▶ _WHAT THE TASK REQUIRES_
Rewrite every line of the data below, requests included, but raise each x and y coordinate in the answers by 38.
-- start PROVIDED DATA --
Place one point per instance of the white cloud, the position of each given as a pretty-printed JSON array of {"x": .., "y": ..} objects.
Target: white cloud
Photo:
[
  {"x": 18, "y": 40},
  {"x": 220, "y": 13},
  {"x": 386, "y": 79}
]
-- end PROVIDED DATA --
▶ _RESULT_
Place one point per instance of the white cloud, the position of each given as a pretty-printed JSON array of {"x": .., "y": ..} objects.
Target: white cloud
Photo:
[
  {"x": 56, "y": 78},
  {"x": 258, "y": 51},
  {"x": 424, "y": 117}
]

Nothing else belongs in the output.